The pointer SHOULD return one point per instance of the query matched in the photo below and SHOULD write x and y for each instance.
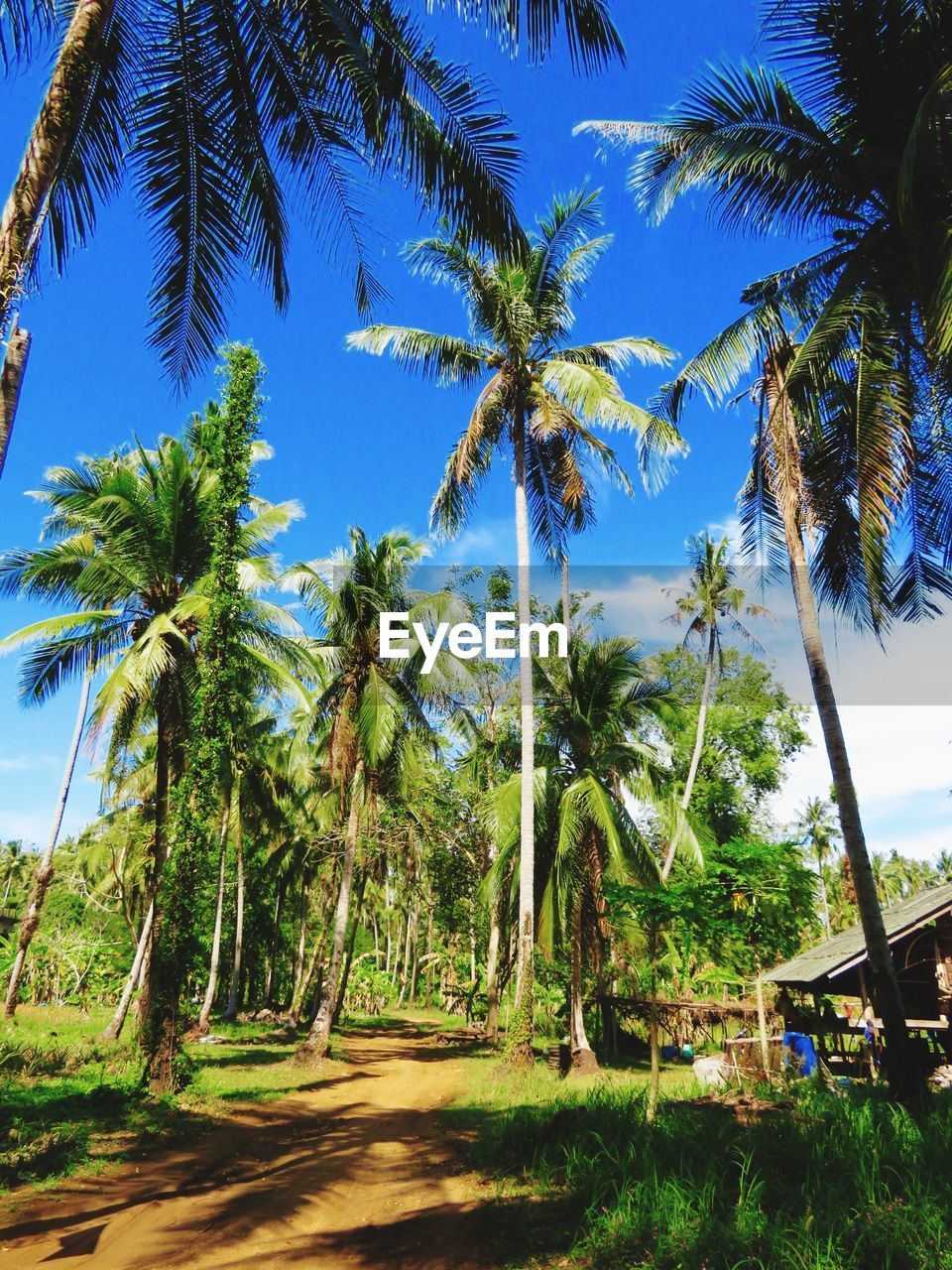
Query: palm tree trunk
(407, 959)
(583, 1056)
(150, 969)
(318, 1035)
(306, 979)
(698, 740)
(118, 1020)
(492, 976)
(762, 1017)
(352, 940)
(416, 966)
(10, 382)
(429, 952)
(50, 141)
(824, 898)
(654, 1084)
(904, 1079)
(231, 1011)
(45, 869)
(216, 934)
(520, 1040)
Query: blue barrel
(800, 1053)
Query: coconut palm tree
(126, 544)
(223, 111)
(368, 706)
(44, 874)
(710, 601)
(852, 341)
(816, 149)
(594, 707)
(539, 400)
(816, 828)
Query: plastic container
(798, 1053)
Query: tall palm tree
(126, 544)
(368, 706)
(539, 399)
(593, 707)
(851, 151)
(816, 828)
(710, 601)
(223, 109)
(847, 146)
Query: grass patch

★ ★ ★ ★ ★ ★ ★

◆ **GIVEN INSTRUCTION**
Rewrite the records above with "palm tree" changed to "palm" wherever it occurs, keeping everything else the same. Leave out the pictures.

◆ **ANSWER IN FULL**
The pointer SHOULD return one point per instance of the query matched in the photo below and SHOULD write x and y for each instance.
Query: palm trunk
(407, 959)
(583, 1056)
(150, 969)
(318, 1035)
(306, 979)
(698, 740)
(118, 1020)
(492, 976)
(762, 1017)
(352, 940)
(416, 966)
(10, 382)
(429, 952)
(50, 141)
(824, 898)
(654, 1084)
(904, 1079)
(231, 1011)
(45, 869)
(216, 934)
(520, 1040)
Query: blue barrel
(800, 1053)
Query: coconut palm
(126, 544)
(223, 111)
(368, 706)
(44, 874)
(710, 601)
(852, 341)
(816, 149)
(594, 707)
(539, 400)
(816, 828)
Query: plastic container
(798, 1053)
Query: tall palm
(126, 544)
(368, 706)
(539, 399)
(593, 707)
(851, 151)
(816, 828)
(710, 601)
(223, 109)
(847, 146)
Query: grass patch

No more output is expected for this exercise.